### What you are asked to do
Report the lines of the data below that contain the string "black".

### Extracted records
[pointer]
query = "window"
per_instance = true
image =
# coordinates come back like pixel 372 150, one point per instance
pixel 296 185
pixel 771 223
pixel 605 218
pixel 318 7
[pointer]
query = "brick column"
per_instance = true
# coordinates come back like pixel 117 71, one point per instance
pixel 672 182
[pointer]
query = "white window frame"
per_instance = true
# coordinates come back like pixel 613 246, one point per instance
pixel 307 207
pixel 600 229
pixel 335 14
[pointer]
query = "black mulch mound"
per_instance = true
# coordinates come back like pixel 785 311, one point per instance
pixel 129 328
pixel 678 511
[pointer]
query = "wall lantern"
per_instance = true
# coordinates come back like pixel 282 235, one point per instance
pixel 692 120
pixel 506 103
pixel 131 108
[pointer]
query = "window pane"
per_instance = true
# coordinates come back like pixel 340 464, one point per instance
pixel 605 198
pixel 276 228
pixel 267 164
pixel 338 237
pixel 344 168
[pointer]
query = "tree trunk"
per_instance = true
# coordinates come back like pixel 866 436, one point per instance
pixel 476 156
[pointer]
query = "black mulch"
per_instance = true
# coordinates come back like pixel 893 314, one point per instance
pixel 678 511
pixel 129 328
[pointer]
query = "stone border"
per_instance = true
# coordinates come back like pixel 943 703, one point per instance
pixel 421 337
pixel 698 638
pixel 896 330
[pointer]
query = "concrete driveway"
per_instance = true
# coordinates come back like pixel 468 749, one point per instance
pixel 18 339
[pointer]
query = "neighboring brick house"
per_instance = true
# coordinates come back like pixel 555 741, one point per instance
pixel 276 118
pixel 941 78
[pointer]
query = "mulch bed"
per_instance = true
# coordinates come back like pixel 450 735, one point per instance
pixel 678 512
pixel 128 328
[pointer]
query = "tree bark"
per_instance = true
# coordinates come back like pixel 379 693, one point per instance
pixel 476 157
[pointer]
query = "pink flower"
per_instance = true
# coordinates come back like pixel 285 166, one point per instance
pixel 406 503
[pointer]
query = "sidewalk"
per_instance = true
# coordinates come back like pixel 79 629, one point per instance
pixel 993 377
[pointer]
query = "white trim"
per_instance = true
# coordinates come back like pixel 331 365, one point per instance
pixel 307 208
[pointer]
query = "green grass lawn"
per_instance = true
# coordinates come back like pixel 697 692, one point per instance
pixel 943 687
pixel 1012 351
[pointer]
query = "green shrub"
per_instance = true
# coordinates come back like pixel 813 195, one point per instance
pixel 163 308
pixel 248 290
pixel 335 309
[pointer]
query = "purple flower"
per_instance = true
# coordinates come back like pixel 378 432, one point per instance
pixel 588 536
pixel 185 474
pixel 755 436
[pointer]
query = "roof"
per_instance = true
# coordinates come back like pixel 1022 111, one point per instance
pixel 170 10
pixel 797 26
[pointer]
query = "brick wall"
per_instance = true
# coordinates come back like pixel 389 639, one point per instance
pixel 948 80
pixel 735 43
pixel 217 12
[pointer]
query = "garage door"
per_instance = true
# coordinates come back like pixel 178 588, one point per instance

### Solved problem
query = "black mulch mound"
query = "black mulch"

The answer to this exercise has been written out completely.